##### Extract provided #####

# shortest TT?



## Emile Flournoy (15 Jun 2019)

What would be the shortest TT race normally orgaized?


----------



## cyberknight (15 Jun 2019)

usual club short ones are a 10 miler


----------



## Sharky (15 Jun 2019)

As above. Less common are "come and try it " events when clubs might run shorter events to entice newcomers into the support.

Why dont you ask what the longest organised timetrial is. It might blow your mind.


----------



## HLaB (16 Jun 2019)

At the start and end of the year there may be dependant on club: a 5 miles TT, a mile sprint or a Hill Climb TT, or occasionally a bespoke TT; 10 miles is the most common shortest IME.


----------



## srw (17 Jun 2019)

200m

It's at the top of the UCI records list
https://en.m.wikipedia.org/wiki/List_of_world_records_in_track_cycling


----------



## mattobrien (17 Jun 2019)

Our club regularly runs 5 mile TTs, interspersed with 10 milers across the season


----------



## frank9755 (20 Jun 2019)

Hill climbs are usually the shortest road TTs. There are a couple of long courses in the north, such as up Hartside, but courses in the south of England are rarely much over a mile and often shorter as the hills aren't very long.


----------



## iandg (1 Aug 2019)

Dumfries CC holds a 10km 'Merckx' TT and an end of season 5 mile TT


----------

#####

Set task A: In the rows, copy out word for word the lines from the line with "trace: seated spectator" to the line with "MULTIPOLYGON (((319 122, 321", including both of those lines.
The forum thread and the rows that come next have nothing to do with each other.

##### Data provided #####

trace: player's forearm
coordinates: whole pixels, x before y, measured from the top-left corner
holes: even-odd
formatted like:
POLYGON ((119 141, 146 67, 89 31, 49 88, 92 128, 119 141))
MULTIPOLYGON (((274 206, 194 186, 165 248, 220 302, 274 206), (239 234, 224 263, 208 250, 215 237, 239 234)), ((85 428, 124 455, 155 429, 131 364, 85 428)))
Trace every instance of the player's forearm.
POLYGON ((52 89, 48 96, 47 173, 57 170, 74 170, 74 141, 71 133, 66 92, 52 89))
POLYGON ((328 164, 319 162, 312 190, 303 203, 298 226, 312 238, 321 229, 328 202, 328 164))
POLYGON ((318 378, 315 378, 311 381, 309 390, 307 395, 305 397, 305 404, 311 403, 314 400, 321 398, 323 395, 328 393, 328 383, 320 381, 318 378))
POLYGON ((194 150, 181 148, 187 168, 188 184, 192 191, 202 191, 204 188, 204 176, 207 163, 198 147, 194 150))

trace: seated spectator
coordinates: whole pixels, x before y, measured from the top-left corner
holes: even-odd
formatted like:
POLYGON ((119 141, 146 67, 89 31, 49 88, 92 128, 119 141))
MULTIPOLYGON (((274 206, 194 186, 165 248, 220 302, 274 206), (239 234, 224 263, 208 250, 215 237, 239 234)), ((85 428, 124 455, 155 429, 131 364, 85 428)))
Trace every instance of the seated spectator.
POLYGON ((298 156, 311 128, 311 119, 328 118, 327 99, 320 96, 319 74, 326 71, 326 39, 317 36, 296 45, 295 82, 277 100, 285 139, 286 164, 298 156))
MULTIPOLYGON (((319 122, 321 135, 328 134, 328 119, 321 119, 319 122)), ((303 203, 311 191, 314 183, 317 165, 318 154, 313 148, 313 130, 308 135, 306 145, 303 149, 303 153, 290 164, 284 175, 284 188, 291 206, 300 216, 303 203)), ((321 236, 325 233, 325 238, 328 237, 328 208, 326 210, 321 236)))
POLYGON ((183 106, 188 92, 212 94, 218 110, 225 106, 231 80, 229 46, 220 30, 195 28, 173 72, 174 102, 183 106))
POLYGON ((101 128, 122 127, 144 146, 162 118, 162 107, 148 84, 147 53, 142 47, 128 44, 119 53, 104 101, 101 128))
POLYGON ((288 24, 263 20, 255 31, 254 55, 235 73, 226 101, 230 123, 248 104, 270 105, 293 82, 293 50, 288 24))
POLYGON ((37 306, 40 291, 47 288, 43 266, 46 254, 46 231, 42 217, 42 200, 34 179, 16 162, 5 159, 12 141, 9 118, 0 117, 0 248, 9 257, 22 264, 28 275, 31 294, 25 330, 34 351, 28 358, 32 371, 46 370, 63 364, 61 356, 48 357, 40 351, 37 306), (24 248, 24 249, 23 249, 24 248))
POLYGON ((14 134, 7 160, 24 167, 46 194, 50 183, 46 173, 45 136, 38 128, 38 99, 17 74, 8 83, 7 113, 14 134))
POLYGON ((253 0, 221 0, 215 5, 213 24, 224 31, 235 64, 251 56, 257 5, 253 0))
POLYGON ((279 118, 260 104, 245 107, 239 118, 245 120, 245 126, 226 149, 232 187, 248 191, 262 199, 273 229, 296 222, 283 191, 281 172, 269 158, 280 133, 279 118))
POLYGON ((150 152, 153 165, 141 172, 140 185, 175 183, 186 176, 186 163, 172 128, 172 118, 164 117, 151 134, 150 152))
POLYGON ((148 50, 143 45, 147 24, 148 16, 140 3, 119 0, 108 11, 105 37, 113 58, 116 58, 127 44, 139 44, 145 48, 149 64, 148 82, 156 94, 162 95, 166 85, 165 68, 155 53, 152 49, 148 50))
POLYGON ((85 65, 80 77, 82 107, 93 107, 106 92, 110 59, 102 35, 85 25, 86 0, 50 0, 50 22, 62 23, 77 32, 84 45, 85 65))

#####

Set task B: In the forum thread on the shortest time trial, which two time trials does Dumfries CC hold?

Exercise response A:
trace: seated spectator
coordinates: whole pixels, x before y, measured from the top-left corner
holes: even-odd
formatted like:
POLYGON ((119 141, 146 67, 89 31, 49 88, 92 128, 119 141))
MULTIPOLYGON (((274 206, 194 186, 165 248, 220 302, 274 206), (239 234, 224 263, 208 250, 215 237, 239 234)), ((85 428, 124 455, 155 429, 131 364, 85 428)))
Trace every instance of the seated spectator.
POLYGON ((298 156, 311 128, 311 119, 328 118, 327 99, 320 96, 319 74, 326 71, 326 39, 317 36, 296 45, 295 82, 277 100, 285 139, 286 164, 298 156))
MULTIPOLYGON (((319 122, 321 135, 328 134, 328 119, 321 119, 319 122)), ((303 203, 311 191, 314 183, 317 165, 318 154, 313 148, 313 130, 308 135, 306 145, 303 149, 303 153, 290 164, 284 175, 284 188, 291 206, 300 216, 303 203)), ((321 236, 325 233, 325 238, 328 237, 328 208, 326 210, 321 236)))

Exercise response B: A 10km 'Merckx' TT and an end of season 5 mile TT.